=== BRIEF 1 ===
Rewrite the rows below with "call" switched to "query" everywhere and nothing else changed. Leave out the pictures.

=== EXTRACT ===

— Start —

Originally Posted by LINative
Manhattan - 359.3 Washington D.C. - 131.7 Chicago - 131.5 Toronto - 88.7 San Francisco - 83.2 Boston - 59.2 Atlanta - 56.9 Seattle - 52.5 Montreal - 49.4 Philadelphia - 41.5 Houston - 36.9 Denver - 25.7 Baltimore - 22.1 Phoenix - 19.9 San Diego - 10.2 San Jose - 7.5
and updated Q1 2016
office space Millions of sq ft
combined NYC metro - 523.4
Manhattan - 359.3
combined Cook County - n/a
Chicago - 159.0
combined Los Angeles + Downtown/Century City/Hollywood/Burbank/Glendale - n/a
Los Angeles Downtown (4 neighborhoods) - 33.2
combined Boston/Cambridge/Rt 128/495 Technology Belt - 221.6 (87.2 + 134.4)
Washington D.C. - 144.4
Rt 128/495 Boston Technology Belt - 134.4
combined Bay Area metro (S.F./Oak/San Jose) - 128.4
San Francisco - 90.5, East Bay/Oakland - 29.5, San Jose - 10.1
Boston/Cambridge - 87.2 (64.04 + 22.44)
combined South Florida metro - 79.8
Miami - 30.9, Ft Lauderdale - 27.0, West Palm Bch - 21.8
combined Houston metro -n/a
Houston - 43.0
*Seattle - 52.5 *updated only to 2011
Atlanta - 56.9
Pittsburg metro - 51.1
Minneapolis-St Paul metro - 45.9
combined Baltimore Metro - 45.2
Baltimore - 22.4
Dallas/Ft Worth metroplex - 42.7
Dallas - 32.0, Ft Worth 10.7
Philadelphia - 42.0
Denver - 35.0
Detroit - 33.9
Kansas City MO/KS metro - 33.5
Portland, OR - 24.8
Charlotte - 22.3
Milwaukee - 21.5
Phoenix - 20.2
Columbus - 19.8
Cleveland - 19.6
Cincinnati - 17.8
Jacksonville - 16.1
Raleigh/Durham metro - 12.28
Orlando - 12.27
Sacramento - 12.2
Nashville - 12.2
St Louis - 11.5
Indianapolis - 11.5
Richmond - 11.0
Hartford, CT - 10.7
Stamford, CT - 10.5
San Diego - 10.4
Tampa metro - 10.0
Austin - 9.6
Boston's skyline in ~4 years....

— End —

=== DATA LISTING ===
— Start —

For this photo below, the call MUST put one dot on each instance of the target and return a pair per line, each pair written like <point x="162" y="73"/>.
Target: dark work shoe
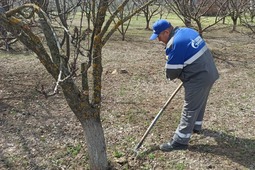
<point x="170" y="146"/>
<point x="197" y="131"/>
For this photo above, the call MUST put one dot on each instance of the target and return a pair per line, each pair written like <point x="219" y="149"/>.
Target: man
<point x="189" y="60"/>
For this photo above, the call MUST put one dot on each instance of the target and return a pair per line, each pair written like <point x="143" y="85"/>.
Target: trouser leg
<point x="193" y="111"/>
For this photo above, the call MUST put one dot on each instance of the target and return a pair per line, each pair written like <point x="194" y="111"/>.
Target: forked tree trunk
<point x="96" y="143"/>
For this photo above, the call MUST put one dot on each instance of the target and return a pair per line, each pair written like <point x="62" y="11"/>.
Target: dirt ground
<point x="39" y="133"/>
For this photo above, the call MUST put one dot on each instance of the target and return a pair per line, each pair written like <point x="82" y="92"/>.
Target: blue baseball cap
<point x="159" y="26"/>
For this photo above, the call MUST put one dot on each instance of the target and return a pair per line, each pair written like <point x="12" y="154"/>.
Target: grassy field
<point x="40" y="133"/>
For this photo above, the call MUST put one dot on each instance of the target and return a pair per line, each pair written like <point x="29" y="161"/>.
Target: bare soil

— End —

=== BRIEF 2 ===
Answer from the office space list above:
(a) What figure does the updated Q1 2016 list give for the combined NYC metro?
(b) To what year is the Seattle figure updated?
(c) What figure is given for Ft Lauderdale?

=== CORRECT RESULT 1 ===
For this photo below, the query MUST put one dot on each instance of the target and return a pair per line, each pair written like <point x="162" y="73"/>.
Target: dark work shoe
<point x="170" y="146"/>
<point x="197" y="131"/>
For this photo above, the query MUST put one dot on each instance of the target and return a pair per line, each pair written like <point x="219" y="149"/>.
Target: man
<point x="189" y="60"/>
For this photo above, the query MUST put one dot on each instance of the target and return a pair per line, each pair written like <point x="143" y="85"/>.
Target: trouser leg
<point x="193" y="111"/>
For this photo above, the query MUST put one dot on each instance of the target and return a pair per line, each pair written like <point x="194" y="111"/>.
Target: forked tree trunk
<point x="96" y="143"/>
For this photo above, the query MUST put one dot on each instance of the target and return a pair per line, each pair written like <point x="62" y="11"/>.
Target: dirt ground
<point x="39" y="133"/>
For this photo above, the query MUST put one dot on each instance of the target and return a pair per line, each pair written like <point x="82" y="92"/>.
Target: blue baseball cap
<point x="159" y="26"/>
For this photo above, the query MUST put one dot on each instance of the target and return a pair per line, each pair written like <point x="12" y="154"/>.
Target: grassy field
<point x="40" y="133"/>
For this photo above, the query MUST put one dot on each instance of the target and return a pair per line, each pair written like <point x="29" y="161"/>.
Target: bare soil

=== CORRECT RESULT 2 ===
(a) 523.4 million sq ft
(b) 2011
(c) 27.0 million sq ft